Exercise description -
Write out the records beneath this line exactly as they appear, minus any images.

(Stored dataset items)
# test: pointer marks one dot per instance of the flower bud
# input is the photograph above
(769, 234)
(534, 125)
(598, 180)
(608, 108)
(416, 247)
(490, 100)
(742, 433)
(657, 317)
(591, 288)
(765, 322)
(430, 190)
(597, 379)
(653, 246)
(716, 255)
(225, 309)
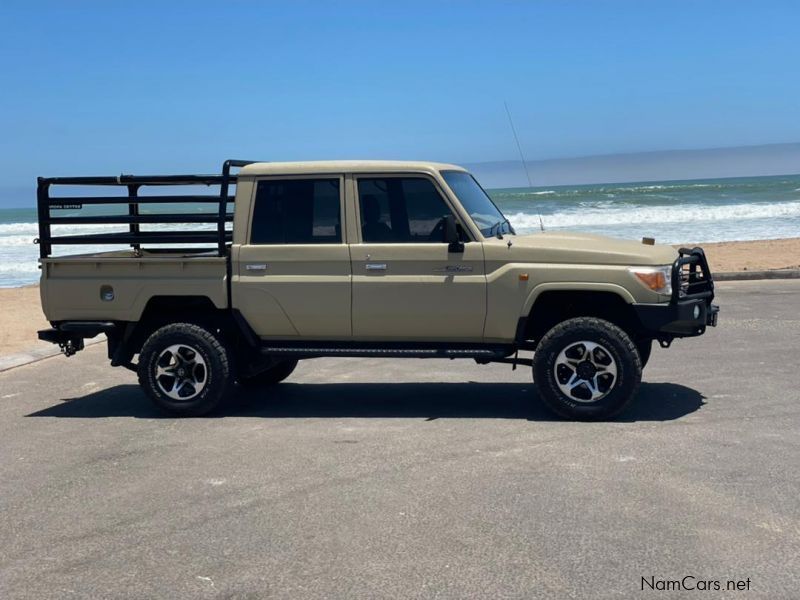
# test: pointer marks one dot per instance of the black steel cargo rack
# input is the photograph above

Answer to this task -
# test: pointer marks one dot per instance of the flower bud
# input is the photograph above
(769, 234)
(534, 125)
(598, 180)
(608, 108)
(416, 247)
(490, 100)
(742, 433)
(657, 317)
(591, 288)
(765, 322)
(430, 190)
(597, 379)
(653, 246)
(716, 255)
(225, 309)
# test: pointer marks one dot per instance of the black steel cargo rack
# input is the photograph above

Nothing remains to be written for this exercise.